┌────────

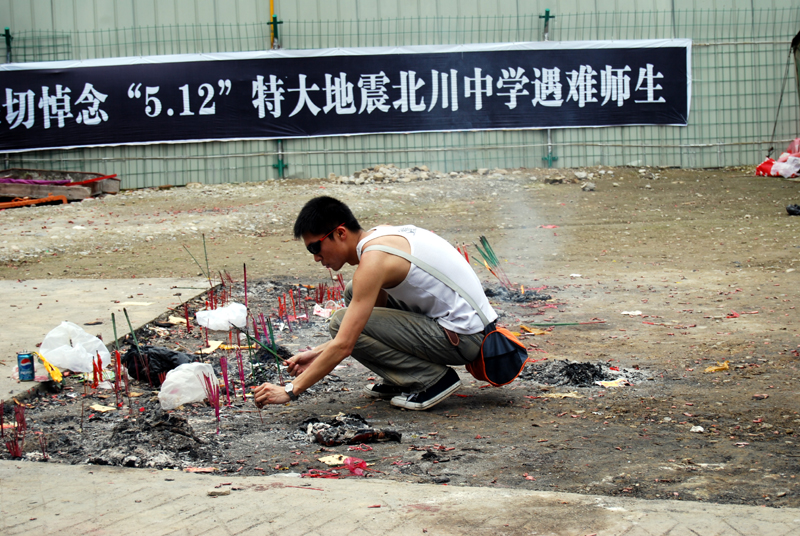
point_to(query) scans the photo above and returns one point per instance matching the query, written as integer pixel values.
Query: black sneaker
(428, 398)
(383, 390)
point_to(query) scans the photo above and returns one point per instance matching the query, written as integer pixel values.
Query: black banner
(290, 94)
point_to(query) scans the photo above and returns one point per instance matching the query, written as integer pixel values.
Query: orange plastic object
(21, 202)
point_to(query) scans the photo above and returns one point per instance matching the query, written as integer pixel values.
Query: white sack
(69, 347)
(184, 385)
(224, 318)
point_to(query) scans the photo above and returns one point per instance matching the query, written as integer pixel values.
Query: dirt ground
(708, 258)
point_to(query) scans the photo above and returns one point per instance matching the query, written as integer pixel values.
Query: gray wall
(739, 58)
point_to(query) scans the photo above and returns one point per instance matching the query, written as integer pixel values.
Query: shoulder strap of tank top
(435, 273)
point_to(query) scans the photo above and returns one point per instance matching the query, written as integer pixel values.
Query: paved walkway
(32, 308)
(41, 498)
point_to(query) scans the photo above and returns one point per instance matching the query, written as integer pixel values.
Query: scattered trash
(580, 374)
(321, 311)
(787, 165)
(212, 347)
(719, 367)
(222, 318)
(532, 331)
(350, 429)
(332, 460)
(156, 362)
(562, 395)
(68, 346)
(183, 386)
(356, 466)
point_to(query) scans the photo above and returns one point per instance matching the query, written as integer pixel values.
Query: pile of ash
(578, 374)
(349, 429)
(515, 295)
(158, 439)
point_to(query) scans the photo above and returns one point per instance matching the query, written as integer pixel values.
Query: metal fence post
(549, 158)
(8, 45)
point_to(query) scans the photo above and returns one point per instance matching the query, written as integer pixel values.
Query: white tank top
(425, 293)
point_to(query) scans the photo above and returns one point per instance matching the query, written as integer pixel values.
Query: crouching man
(400, 322)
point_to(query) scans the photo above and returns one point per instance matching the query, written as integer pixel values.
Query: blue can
(25, 363)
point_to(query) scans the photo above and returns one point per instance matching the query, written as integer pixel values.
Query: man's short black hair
(323, 214)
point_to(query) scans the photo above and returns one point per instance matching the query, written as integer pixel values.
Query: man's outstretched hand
(266, 393)
(297, 364)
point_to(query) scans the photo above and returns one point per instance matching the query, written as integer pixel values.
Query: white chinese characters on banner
(512, 83)
(56, 108)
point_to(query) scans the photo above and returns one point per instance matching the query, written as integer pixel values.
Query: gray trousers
(405, 347)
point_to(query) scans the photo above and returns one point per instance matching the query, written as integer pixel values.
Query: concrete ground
(34, 307)
(41, 498)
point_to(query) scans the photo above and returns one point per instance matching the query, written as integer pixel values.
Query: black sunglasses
(315, 247)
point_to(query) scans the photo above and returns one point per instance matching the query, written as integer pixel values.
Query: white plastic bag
(224, 318)
(68, 346)
(184, 385)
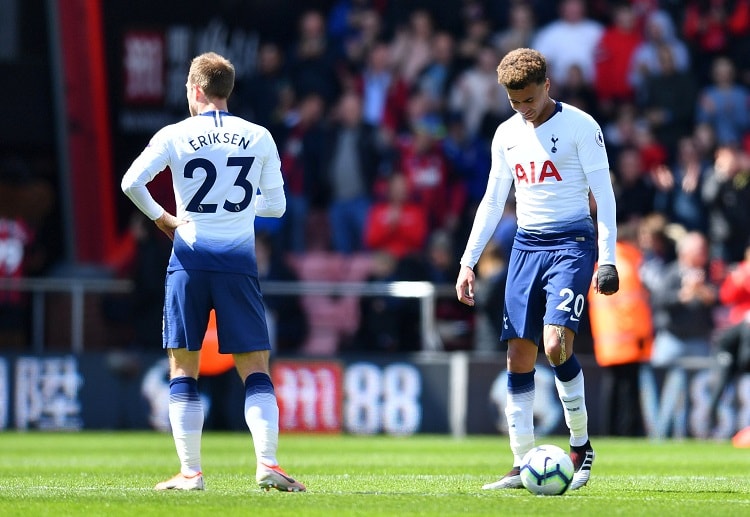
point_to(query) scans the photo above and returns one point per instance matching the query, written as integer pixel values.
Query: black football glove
(607, 279)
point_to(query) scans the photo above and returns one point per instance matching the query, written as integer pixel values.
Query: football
(547, 470)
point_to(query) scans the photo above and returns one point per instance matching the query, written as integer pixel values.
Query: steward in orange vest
(621, 324)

└────────

Write the material out again exactly. Do not include the pictures.

point_to(query) scans the photo above and returns one point per instance matching the query, written as integer pixel values.
Query: black sneaker
(428, 398)
(383, 390)
point_to(query) scans the photo above and returns one point per instance matching the query, written as integer pixel values.
Query: black banner
(290, 94)
point_to(query) scans the photo above and returns one point per instance matching the query, written as integer pixel values.
Query: orange plastic object
(21, 202)
point_to(query) scans the photo above and returns one point per instance matching the query, written as integer pixel values.
Query: white sack
(69, 347)
(184, 385)
(224, 318)
point_to(query) scans the photo above and returns one point per instance matching the query, written as integer pixel values.
Query: dirt ground
(708, 258)
point_to(query) scans the photo above and returns one point per instance matching the query, written as integer pixel values.
Query: gray wall
(739, 58)
point_to(query) scans the photo above and returns one point per instance matching the query, written as integer pixel values.
Query: shoulder strap of tank top
(435, 273)
point_to(query) scans the photo above and returns one point per instance matching the query, written as integer pixel values.
Query: paved walkway
(32, 308)
(41, 498)
point_to(query) scans the photo above and returns one point per instance matching the query, written as integer pixel values.
Query: scattered trash
(580, 374)
(321, 311)
(787, 165)
(212, 347)
(719, 367)
(222, 318)
(532, 331)
(350, 429)
(332, 460)
(156, 362)
(562, 395)
(68, 346)
(183, 386)
(356, 466)
point_to(query) scans the photo above and returns one point per instance matching the query, written as integer pixel values.
Query: pile of ash
(578, 374)
(349, 429)
(515, 295)
(158, 439)
point_to(query) scans the photo above and returns one point per instance matching the query, written as integer pixel values.
Query: metal fence post
(549, 158)
(8, 45)
point_to(query) scans the photo above and returns one point per instance matching the query, written as integer pixel values.
Query: white tank top
(425, 293)
point_to(query) scans the photo above and returns one point per instance matching the query, written as integer pixel values.
Query: crouching man
(400, 322)
point_to(query) scans the photo above and returns one point per instance matching the query, written as integer pixel values.
Query: blue can
(25, 363)
point_to(query) scans the photo above and returns one point per instance matching the query, written as integer pixel values.
Query: man's short black hair
(323, 214)
point_to(query) scans the photo above and returns one point per instance matching the query, written as integer pixel values.
Query: man's outstretched hand
(266, 393)
(297, 364)
point_to(query) scans the photo above and returns one point per instance matching the query, written as integer pixel values.
Query: white chinese characters on banner
(512, 83)
(56, 108)
point_to(query) scans the photo above and returns one point per instance matching the query, written as integer pixel values.
Query: gray trousers
(405, 347)
point_to(query) scans the photo above and returns one point per instance matching the query, written as integer pixel values.
Query: concrete ground
(34, 307)
(41, 498)
point_to(query) scans the photo above and returns one point per instance matching the query, written as integer pixel values.
Query: black sunglasses
(315, 247)
point_to(query) scans the photo above and returns one point per instance matching the query, written as integer pixel values.
Query: white plastic bag
(224, 318)
(68, 346)
(184, 385)
point_to(query) scans the photo above and returns one point per instance matching the query, written as integer pixel values.
Query: black football glove
(607, 279)
point_to(query) scans the photo above and returns one point per instance matching the query, written as integer pixel values.
Query: football
(547, 470)
point_to(query) scans the photo above and returns one point per instance matching the query, written as integer pixel values.
Query: steward in orange vest
(621, 324)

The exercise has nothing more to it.